For the GWSSUS model, two parameters are given, which both statistically capture the resulting delay  $\tau$.  More information on the topic "Multipath Propagation" can be found in the section  Parameters of the GWSSUS model  of the theory part.

  • The  delay spread  $T_{\rm V}$  is by definition equal to the standard deviation of the random variable  $\tau$.
    This can be determined from the probability density function  $f_{\rm V}(\tau)$.  The PDF  $f_{\rm V}(\tau)$  has the same shape as the delay power density spectrum  ${\it \Phi}_{\rm V}(\tau)$.
  • The  coherence bandwidth  $B_{\rm K}$  describes the same situation in the frequency domain.
    It is defined as the value of $\Delta f$ at which the magnitude of the frequency correlation function  $\varphi_{\rm F}(\Delta f)$  first drops to half its maximum value:
$$|\varphi_{\rm F}(\Delta f = B_{\rm K})| \stackrel {!}{=} {1}/{2} \cdot |\varphi_{\rm F}(\Delta f = 0)| \hspace{0.05cm}.$$

The relationship between  ${\it \Phi}_{\rm V}(\tau)$  and  $\varphi_{\rm F}(\Delta f)$  is given by the Fourier transform:

$$\varphi_{\rm F}(\Delta f) \hspace{0.2cm} {\bullet\!\!-\!\!\!-\!\!\!-\!\!\circ} \hspace{0.2cm} {\it \Phi}_{\rm V}(\tau)\hspace{0.05cm}.$$
  • Both definitions are only partially suitable for a time-invariant channel.

========================

— To be done —
Quote the passage on the GWSSUS model parameters from "For the GWSSUS" up to and including "the frequency domain.". The rows that follow are not required for any of the work here.

Recorded data:
========================

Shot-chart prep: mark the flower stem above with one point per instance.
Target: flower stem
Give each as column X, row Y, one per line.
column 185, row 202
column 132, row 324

========================

— Exercise response —
For the GWSSUS model, two parameters are given, which both statistically capture the resulting delay  $\tau$.  More information on the topic "Multipath Propagation" can be found in the section  Parameters of the GWSSUS model  of the theory part.

  • The  delay spread  $T_{\rm V}$  is by definition equal to the standard deviation of the random variable  $\tau$.
    This can be determined from the probability density function  $f_{\rm V}(\tau)$.  The PDF  $f_{\rm V}(\tau)$  has the same shape as the delay power density spectrum  ${\it \Phi}_{\rm V}(\tau)$.
  • The  coherence bandwidth  $B_{\rm K}$  describes the same situation in the frequency domain.